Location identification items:
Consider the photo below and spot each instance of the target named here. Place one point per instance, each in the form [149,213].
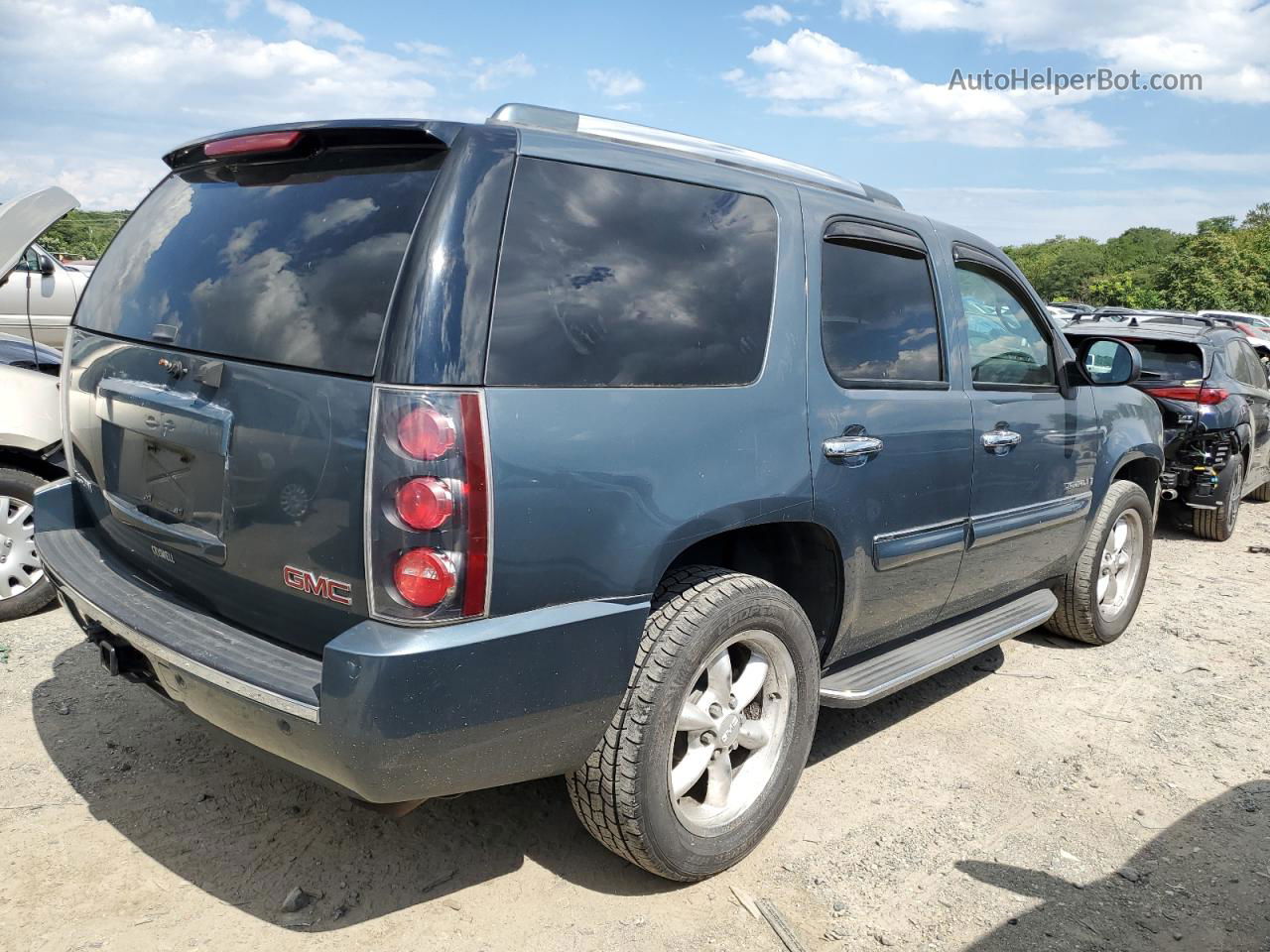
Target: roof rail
[563,121]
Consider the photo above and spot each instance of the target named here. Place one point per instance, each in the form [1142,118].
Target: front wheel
[714,730]
[23,585]
[1100,594]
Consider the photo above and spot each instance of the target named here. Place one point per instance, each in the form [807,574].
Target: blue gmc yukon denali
[432,456]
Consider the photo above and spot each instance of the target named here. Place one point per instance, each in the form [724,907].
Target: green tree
[1257,217]
[1218,225]
[82,234]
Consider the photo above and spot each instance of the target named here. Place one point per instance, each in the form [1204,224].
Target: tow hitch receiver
[118,656]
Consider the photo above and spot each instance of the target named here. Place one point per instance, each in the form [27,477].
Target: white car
[37,293]
[30,428]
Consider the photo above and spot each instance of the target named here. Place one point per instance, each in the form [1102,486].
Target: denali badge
[312,584]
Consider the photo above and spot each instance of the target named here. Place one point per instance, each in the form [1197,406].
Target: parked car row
[621,452]
[1214,397]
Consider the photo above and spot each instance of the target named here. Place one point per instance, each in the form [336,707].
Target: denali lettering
[312,584]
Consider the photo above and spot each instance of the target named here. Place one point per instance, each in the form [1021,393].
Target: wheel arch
[798,556]
[31,460]
[1142,468]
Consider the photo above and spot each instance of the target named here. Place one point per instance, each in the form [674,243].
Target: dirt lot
[1040,796]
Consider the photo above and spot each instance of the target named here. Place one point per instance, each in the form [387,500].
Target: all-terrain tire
[18,489]
[621,792]
[1079,616]
[1218,525]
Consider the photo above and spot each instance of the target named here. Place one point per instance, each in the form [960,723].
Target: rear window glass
[1170,359]
[610,278]
[294,268]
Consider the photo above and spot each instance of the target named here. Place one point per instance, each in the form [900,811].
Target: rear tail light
[425,576]
[1207,397]
[425,503]
[427,517]
[426,433]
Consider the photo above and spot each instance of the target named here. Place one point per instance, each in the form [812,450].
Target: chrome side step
[883,674]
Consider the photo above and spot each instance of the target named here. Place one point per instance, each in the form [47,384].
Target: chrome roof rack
[613,130]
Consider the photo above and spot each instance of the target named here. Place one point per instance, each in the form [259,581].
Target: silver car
[37,293]
[30,426]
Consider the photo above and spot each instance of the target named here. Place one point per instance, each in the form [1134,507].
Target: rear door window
[287,263]
[1007,344]
[610,278]
[878,320]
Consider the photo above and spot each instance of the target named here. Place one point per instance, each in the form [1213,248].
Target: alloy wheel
[19,563]
[730,731]
[1120,563]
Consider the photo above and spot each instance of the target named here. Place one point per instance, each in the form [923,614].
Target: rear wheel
[23,585]
[1261,494]
[1218,525]
[1100,594]
[714,730]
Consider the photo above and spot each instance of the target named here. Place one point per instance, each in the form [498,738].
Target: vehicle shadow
[248,830]
[1199,887]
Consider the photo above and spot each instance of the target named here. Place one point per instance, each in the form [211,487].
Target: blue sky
[99,90]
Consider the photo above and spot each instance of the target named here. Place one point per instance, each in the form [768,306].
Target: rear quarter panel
[1132,429]
[595,490]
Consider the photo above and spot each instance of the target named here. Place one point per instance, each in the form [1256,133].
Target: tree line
[82,234]
[1223,266]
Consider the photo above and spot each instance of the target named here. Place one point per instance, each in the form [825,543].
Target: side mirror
[1107,362]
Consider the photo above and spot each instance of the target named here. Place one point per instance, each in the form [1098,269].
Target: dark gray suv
[432,456]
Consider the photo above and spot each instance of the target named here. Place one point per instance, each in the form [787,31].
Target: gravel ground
[1043,796]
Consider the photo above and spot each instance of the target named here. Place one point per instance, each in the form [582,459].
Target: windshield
[289,263]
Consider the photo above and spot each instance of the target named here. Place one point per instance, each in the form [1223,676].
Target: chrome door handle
[1000,442]
[851,447]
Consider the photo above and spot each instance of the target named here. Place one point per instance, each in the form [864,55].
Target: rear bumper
[388,714]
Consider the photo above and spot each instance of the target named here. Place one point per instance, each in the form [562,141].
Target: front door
[890,434]
[1035,447]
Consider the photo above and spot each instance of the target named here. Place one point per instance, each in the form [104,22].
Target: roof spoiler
[562,121]
[268,139]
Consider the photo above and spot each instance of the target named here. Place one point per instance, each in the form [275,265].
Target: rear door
[218,389]
[1035,447]
[889,431]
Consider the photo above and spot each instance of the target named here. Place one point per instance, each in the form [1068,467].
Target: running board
[883,674]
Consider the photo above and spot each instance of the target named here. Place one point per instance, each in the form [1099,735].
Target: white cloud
[769,13]
[1017,214]
[307,26]
[615,82]
[1225,41]
[149,84]
[421,49]
[492,75]
[813,75]
[1219,163]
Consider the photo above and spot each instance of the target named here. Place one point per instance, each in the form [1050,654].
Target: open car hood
[24,218]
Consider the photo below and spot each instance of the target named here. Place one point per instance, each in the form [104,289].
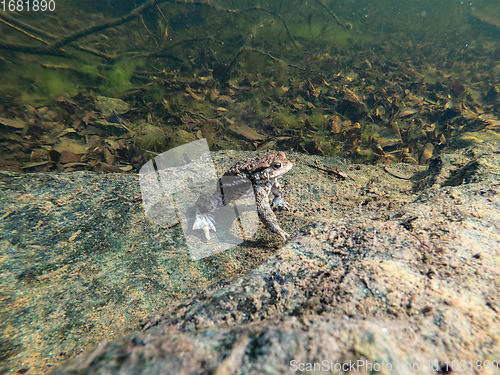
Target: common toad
[259,173]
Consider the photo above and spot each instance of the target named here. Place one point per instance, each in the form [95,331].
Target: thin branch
[344,25]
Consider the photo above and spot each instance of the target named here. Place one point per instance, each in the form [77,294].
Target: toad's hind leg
[266,214]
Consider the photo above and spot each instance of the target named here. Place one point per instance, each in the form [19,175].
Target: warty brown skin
[263,173]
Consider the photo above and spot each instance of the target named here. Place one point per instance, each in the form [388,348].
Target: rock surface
[380,271]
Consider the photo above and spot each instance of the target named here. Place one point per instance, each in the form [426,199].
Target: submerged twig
[345,25]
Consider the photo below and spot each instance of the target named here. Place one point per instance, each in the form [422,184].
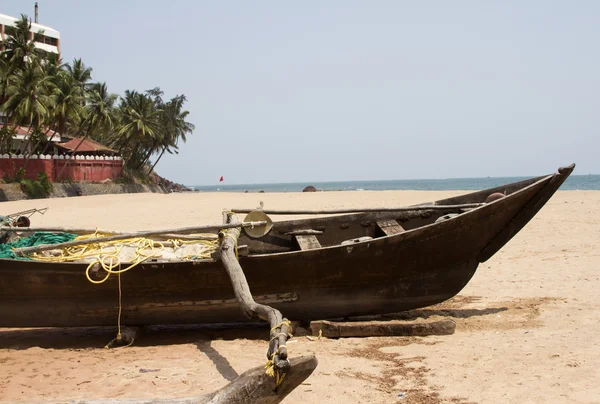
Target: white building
[49,41]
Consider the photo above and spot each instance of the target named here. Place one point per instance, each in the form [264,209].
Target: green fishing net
[33,240]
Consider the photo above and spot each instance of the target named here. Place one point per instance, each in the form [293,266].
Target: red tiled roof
[25,131]
[88,145]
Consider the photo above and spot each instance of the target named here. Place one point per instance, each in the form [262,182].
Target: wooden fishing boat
[345,264]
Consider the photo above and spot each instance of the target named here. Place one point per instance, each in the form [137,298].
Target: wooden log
[331,329]
[358,210]
[45,247]
[251,387]
[279,329]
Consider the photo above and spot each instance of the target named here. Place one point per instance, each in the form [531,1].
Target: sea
[574,182]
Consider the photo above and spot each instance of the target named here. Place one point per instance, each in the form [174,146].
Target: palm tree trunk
[157,160]
[146,158]
[70,157]
[35,148]
[21,151]
[49,140]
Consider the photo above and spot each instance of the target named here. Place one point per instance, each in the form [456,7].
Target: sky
[353,90]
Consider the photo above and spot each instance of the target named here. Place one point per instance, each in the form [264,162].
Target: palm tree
[30,97]
[19,45]
[69,103]
[139,128]
[100,108]
[80,72]
[174,126]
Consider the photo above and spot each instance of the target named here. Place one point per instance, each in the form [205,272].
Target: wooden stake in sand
[251,387]
[279,326]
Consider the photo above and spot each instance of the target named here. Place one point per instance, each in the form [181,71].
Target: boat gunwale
[406,234]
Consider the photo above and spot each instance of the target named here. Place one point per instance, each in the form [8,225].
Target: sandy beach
[527,323]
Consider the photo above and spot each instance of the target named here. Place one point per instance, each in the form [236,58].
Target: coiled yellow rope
[106,254]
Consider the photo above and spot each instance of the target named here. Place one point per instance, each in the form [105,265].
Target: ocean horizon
[574,182]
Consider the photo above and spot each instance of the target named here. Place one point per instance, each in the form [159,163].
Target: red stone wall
[77,170]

→ WHAT TO WORK ON: Repeat the records word for word. Any picture in them should be left out.

→ ANSWER FOR THE TASK:
Consider the photo below and spot each instance of the target named here. Place one point per instance, each in the form [149,213].
Target: roof rail
[563,121]
Consider the photo above and spot each instance of the target named here. Place one point per instance, each in the form [1142,118].
Target: front wheel
[714,730]
[23,585]
[1100,594]
Consider the photo above and spot each instance of the target named here. Place one point per instance, each in the form [807,574].
Target: blue gmc yukon denali
[432,456]
Consider the photo above and spot each instance of the target named here. Place one point per instance, each in the form [724,907].
Target: green tree
[1257,217]
[1218,225]
[82,234]
Consider the photo above and spot each instance of the target named here. Place one point per instance, each in the form [1204,224].
Target: tow hitch receiver
[118,656]
Consider the photo above and spot each instance of the target named here. Place one point per instance, each in the form [27,477].
Target: white car
[37,293]
[30,428]
Consider the photo above and spot each instance of the target named here. Place one point per instance, each in the form [1102,486].
Target: denali badge
[312,584]
Consider the photo above and spot each instance of the target named here. Place one point per instance, each in the form [1197,406].
Target: parked car row
[621,452]
[1214,397]
Consider the photo above and spot each instance of the target named here. Place one point per instance, each in the form [336,707].
Target: denali lettering
[312,584]
Consider the photo above and spot each instance of the target named here. Place one point per instance, each in the form [1021,393].
Target: wheel arch
[798,556]
[31,460]
[1142,468]
Consider the photo above and spot each instance of the target named here. Place one point per instance, each in the form [674,243].
Target: dirt lot
[1040,796]
Consider the photo above and spot each instance of the target named here. Place one point per instance, each in the form [387,500].
Target: all-terrain tire
[18,489]
[621,792]
[1079,616]
[1218,525]
Consider the photo above and spot each instance of the target named here. Place one point per instance, each in the form [960,723].
Target: rear window glass
[1170,359]
[610,278]
[294,268]
Consider the photo above and spot each instance of the target named here. Place one point per instance, each in the form [900,811].
Target: rear tail light
[425,576]
[1207,397]
[425,503]
[427,517]
[426,433]
Consider the photo above and spot each instance of the target named here. Place one point per instance, each in the form [812,450].
Target: chrome side step
[883,674]
Consider the photo above and spot each instance of the target named here. Place one point per instance, each in the form [47,384].
Target: chrome roof rack
[613,130]
Consider the photo above and spot each instance of the target named here. Place one point per instance, each in the form [259,581].
Target: silver car
[37,293]
[30,426]
Consider the photo above and spot each instance of the target named here. Place one point per instance, each in the form [1134,507].
Target: rear door window
[287,263]
[1007,344]
[610,278]
[878,320]
Consider the photo above and spot each instance of the target named here. Place one point per instance, each in the form [1213,248].
Target: alloy wheel
[19,563]
[730,731]
[1120,563]
Consider the photo above and spot each instance of the target named here. Place one point per instance, each in the form [923,614].
Target: rear wheel
[23,585]
[1261,494]
[1218,525]
[1100,594]
[714,730]
Consider the photo above and spot each instance of the target named here. Place one point per instance, each in the form [498,738].
Target: vehicle shadow
[248,830]
[1199,887]
Consider the photo above and spot each instance of the target named here. Place one point per instance, each in the form [211,487].
Target: blue sky
[99,90]
Consider the photo above and spot each instance of the target named here. Place one point per instance, each in the form [768,306].
Target: rear quarter panel
[1132,429]
[595,490]
Consider the photo above and spot each instance of the target named here. Place one point per instance, each in the form [1256,133].
Target: tree line
[82,234]
[1223,266]
Consider the photo above and spot each instance of the target named here. Place one point per instance, each in the form [825,543].
Target: side mirror
[1107,362]
Consider the photo above and spot each instance of the target named here. Place one point per instance, each in the form [1098,269].
Target: dark gray suv
[432,456]
Consider the photo above and spot each instance of the target named here. Place one point per instance, each in the form [787,31].
Target: gravel ground
[1043,796]
Consider the photo above and spot each instance of the target named here. Place one point per instance, each in the form [582,459].
Target: windshield
[289,263]
Consider the photo above and spot each instance of the target named here. Place one point per instance, each in the form [1223,676].
Target: chrome door handle
[1000,442]
[851,447]
Consider the photo above and spot each instance of the target named here. Place one point per instance, each in the form [864,55].
Target: rear bumper
[388,714]
Consider the photo above and spot each instance of the target named here. Place one point per instance, each in the form [562,141].
Target: front door
[890,434]
[1035,447]
Consider the photo above and spot each instance of the target named here. Place one point per instance, each in the form [104,22].
Target: roof spoiler
[562,121]
[268,139]
Consider the photo above and spot each instance of the target named here. Place one point per instance, each in the form [275,265].
Target: rear door
[218,389]
[1035,447]
[889,431]
Consider the photo above and spot each instance of the target named here. Place one point per instance, each in the form [1068,467].
Target: running board
[883,674]
Consider the photo above and spot each instance of the target named here. Place one point per instance, each in the form [1099,735].
Target: white cloud
[769,13]
[1017,214]
[307,26]
[615,82]
[1225,41]
[149,84]
[421,49]
[492,75]
[813,75]
[1219,163]
Consider the photo above and spot each instance of the target named here. Place one point per instance, each in the form [1050,654].
Target: open car hood
[24,218]
Consider the photo below and spot each instance of the target named here. Place one point per instance, each in the form [104,289].
Target: common toad
[259,173]
Consider the photo above and spot each instance of the target named here. Place one point per instance, each in the form [95,331].
Target: thin branch
[344,25]
Consider the photo above and spot each instance of the target named here. Place one point per instance, each in the form [77,294].
Target: toad's hind leg
[266,214]
Consider the photo above and spot each instance of the target named here. Place one point per instance, each in the form [19,175].
Target: warty brown skin
[263,173]
Consider the photo above and spot each instance of the target named here. Place one point per instance, each in the form [388,348].
Target: rock surface
[380,271]
Consider the photo above and spot each instance of the target named here. Place one point per instance, each in the form [426,199].
Target: submerged twig
[345,25]
Consider the photo below and spot each instance of the target named here. Place one point per instance, each in the form [422,184].
Target: white building
[49,41]
Consider the photo above and spot each instance of the target named here. Place one point per instance, each in the form [264,209].
Target: green fishing net
[33,240]
Consider the photo above and spot each instance of the target named here. Place one point per instance, each in the form [293,266].
Target: red tiled roof
[25,131]
[88,145]
Consider the photo above and spot each instance of the target named here. Place one point per instance, each in the form [262,182].
Target: wooden fishing boat
[345,264]
Consider the photo above and spot each instance of the target named here. Place one point per instance, each in the form [137,298].
Target: wooden log
[331,329]
[358,210]
[45,247]
[251,387]
[279,329]
Consider the photo above and spot each instance of the target named here. Place one point per instance, each in the form [531,1].
Target: sea
[574,182]
Consider the photo above and spot each instance of the target named here. Place one point per instance, each in the form [174,146].
Target: palm tree trunk
[157,160]
[146,158]
[70,157]
[35,148]
[21,151]
[49,140]
Consider the photo above and spot each instance of the target named here. Place one point per instance, each in the form [456,7].
Target: sky
[353,90]
Consider the photo above and spot each instance of the target named here. Place one point per instance, each in the form [264,162].
Target: palm tree
[30,97]
[19,45]
[69,103]
[139,128]
[100,108]
[80,72]
[174,126]
Consider the photo above and spot each instance of the target named here. Place one point per instance, each in the form [205,272].
Target: wooden stake in sand
[251,387]
[279,326]
Consider the photo above and spot each instance of the target named here. Place one point per instance, each in the form [181,71].
Target: boat gunwale
[406,234]
Consider the photo above and spot each instance of the target named here. Place one point per instance, each in the form [8,225].
Target: sandy beach
[527,323]
Consider the photo above and spot each instance of the target named here. Place one point per instance, each in the form [236,58].
Target: coiled yellow rope
[106,254]
Consider the photo above and spot each instance of the target named here. Place one point per instance, each in the form [105,265].
Target: ocean horizon
[574,182]
Consider the photo above and spot each instance of the target named here. Place one point per instance, each in the form [159,163].
Target: red stone wall
[77,170]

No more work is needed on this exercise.